Problem Description

You are given an array arr of non-negative integers and a starting position start. Your goal is to determine if you can reach any index in the array that contains the value 0.

The movement rules are:

• You begin at index start
• When you are at index i, you can jump to either:
  • i + arr[i] (jump forward by arr[i] positions)
  • i - arr[i] (jump backward by arr[i] positions)
• You cannot jump outside the array boundaries

The problem asks you to return true if you can reach any index with value 0, and false otherwise.

For example, if arr = [4, 2, 3, 0, 3, 1, 2] and start = 5:

• From index 5 (value = 1), you can jump to index 4 or index 6
• From index 4 (value = 3), you can jump to index 1 or index 7 (but 7 is out of bounds)
• From index 1 (value = 2), you can jump to index 3 or go back to an already visited index
• Index 3 has value 0, so you can reach it and return true

The solution uses BFS (Breadth-First Search) to explore all reachable indices from the starting position. It marks visited indices by setting them to -1 to avoid revisiting them, which prevents infinite loops. The search continues until either an index with value 0 is found (returning true) or all reachable indices have been explored without finding a 0 (returning false).

Flowchart Walkthrough

First, let's pin down the algorithm using the Flowchart. Here's a step-by-step walkthrough:

Is it a graph?

• Yes: This problem can be modeled as a graph where each index is a node, and edges exist from index i to indices i + arr[i] and i - arr[i]. We need to find if there's a path from the start node to any node with value 0.

Is it a tree?

• No: The graph structure is not a tree because:
  • There can be cycles (you might be able to return to a previously visited index through different paths)
  • Nodes can have multiple parents (multiple indices can jump to the same target index)
  • The structure doesn't have a hierarchical parent-child relationship

Is the problem related to directed acyclic graphs?

• No: The graph can contain cycles. For example, if arr = [1, 1], from index 0 you can jump to index 1, and from index 1 you can jump back to index 0, creating a cycle.

Is the problem related to shortest paths?

• No: We don't need to find the shortest path to a node with value 0. We only need to determine if ANY path exists to reach such a node.

Does the problem involve connectivity?

• Yes: The core question is about connectivity - whether we can reach (connect to) any index with value 0 from the starting index.

▶ [GIVEN INSTRUCTION 1]
Translate this sentence from the jump-array problem description into Spanish: "The problem asks you to return true if you can reach any index with value 0, and false otherwise."
▶ [GIVEN INSTRUCTION 2]
From the jump-array problem description, output the passage from "Is the problem related to shortest" to "such a node.".
▶ [GIVEN INSTRUCTION 3]
In the jump-array problem description, why does the solution set visited indices to -1?

(Entries from a dataset)
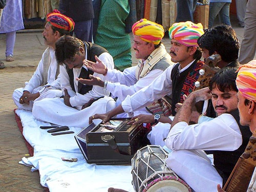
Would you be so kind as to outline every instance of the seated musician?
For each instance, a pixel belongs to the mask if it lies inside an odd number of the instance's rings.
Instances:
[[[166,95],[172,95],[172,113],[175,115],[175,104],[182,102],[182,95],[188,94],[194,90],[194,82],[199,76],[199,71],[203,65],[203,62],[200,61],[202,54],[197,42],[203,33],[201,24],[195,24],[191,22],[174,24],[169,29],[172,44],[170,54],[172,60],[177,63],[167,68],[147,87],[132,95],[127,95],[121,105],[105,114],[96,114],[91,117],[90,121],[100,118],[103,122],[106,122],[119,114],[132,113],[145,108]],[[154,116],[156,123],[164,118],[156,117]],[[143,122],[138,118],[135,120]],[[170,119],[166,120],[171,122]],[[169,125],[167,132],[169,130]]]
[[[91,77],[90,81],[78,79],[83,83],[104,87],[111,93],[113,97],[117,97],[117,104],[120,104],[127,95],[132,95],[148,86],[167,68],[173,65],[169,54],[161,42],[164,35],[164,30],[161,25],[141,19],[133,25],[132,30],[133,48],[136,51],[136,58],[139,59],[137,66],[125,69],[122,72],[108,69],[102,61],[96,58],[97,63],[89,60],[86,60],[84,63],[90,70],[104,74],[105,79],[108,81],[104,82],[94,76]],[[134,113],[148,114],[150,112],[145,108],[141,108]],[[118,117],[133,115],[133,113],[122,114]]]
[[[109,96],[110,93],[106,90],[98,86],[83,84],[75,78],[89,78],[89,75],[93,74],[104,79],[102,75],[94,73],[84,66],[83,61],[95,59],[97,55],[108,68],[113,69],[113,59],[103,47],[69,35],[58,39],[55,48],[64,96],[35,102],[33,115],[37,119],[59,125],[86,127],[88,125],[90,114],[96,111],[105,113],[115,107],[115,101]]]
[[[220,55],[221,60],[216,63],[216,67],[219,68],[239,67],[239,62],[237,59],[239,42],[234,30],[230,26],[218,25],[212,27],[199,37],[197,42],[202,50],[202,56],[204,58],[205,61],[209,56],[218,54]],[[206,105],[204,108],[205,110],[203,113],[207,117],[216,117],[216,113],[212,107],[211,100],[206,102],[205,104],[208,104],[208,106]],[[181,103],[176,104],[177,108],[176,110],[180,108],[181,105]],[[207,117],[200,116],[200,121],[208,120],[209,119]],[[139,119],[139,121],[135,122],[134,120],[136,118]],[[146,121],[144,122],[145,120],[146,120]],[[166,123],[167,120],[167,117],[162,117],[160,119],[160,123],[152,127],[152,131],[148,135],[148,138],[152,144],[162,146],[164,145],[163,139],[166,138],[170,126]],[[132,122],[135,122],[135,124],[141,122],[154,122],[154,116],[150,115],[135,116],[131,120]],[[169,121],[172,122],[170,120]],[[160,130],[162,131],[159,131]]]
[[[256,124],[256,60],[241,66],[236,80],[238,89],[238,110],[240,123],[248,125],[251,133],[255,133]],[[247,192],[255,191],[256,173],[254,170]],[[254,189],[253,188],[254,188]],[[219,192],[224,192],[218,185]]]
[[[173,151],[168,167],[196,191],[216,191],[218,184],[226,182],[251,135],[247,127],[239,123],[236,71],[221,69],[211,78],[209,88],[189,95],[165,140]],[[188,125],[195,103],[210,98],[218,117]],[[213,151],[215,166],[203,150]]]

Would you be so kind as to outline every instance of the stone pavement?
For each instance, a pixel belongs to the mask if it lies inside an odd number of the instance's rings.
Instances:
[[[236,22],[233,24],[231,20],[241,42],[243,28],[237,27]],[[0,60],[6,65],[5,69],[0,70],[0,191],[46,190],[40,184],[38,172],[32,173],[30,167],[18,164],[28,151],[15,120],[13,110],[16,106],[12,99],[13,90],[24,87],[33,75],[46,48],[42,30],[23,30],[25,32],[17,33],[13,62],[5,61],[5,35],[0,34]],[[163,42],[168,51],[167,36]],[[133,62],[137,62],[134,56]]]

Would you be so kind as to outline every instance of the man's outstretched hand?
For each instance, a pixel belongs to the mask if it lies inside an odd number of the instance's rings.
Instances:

▶ [EXPECTED ANSWER 1]
El problema pide devolver true si se puede llegar a cualquier índice con valor 0, y false en caso contrario.

▶ [EXPECTED ANSWER 2]
Is the problem related to shortest paths?

• No: We don't need to find the shortest path to a node with value 0. We only need to determine if ANY path exists to reach such a node.

▶ [EXPECTED ANSWER 3]
It sets visited indices to -1 so that the search does not revisit them. This prevents infinite loops.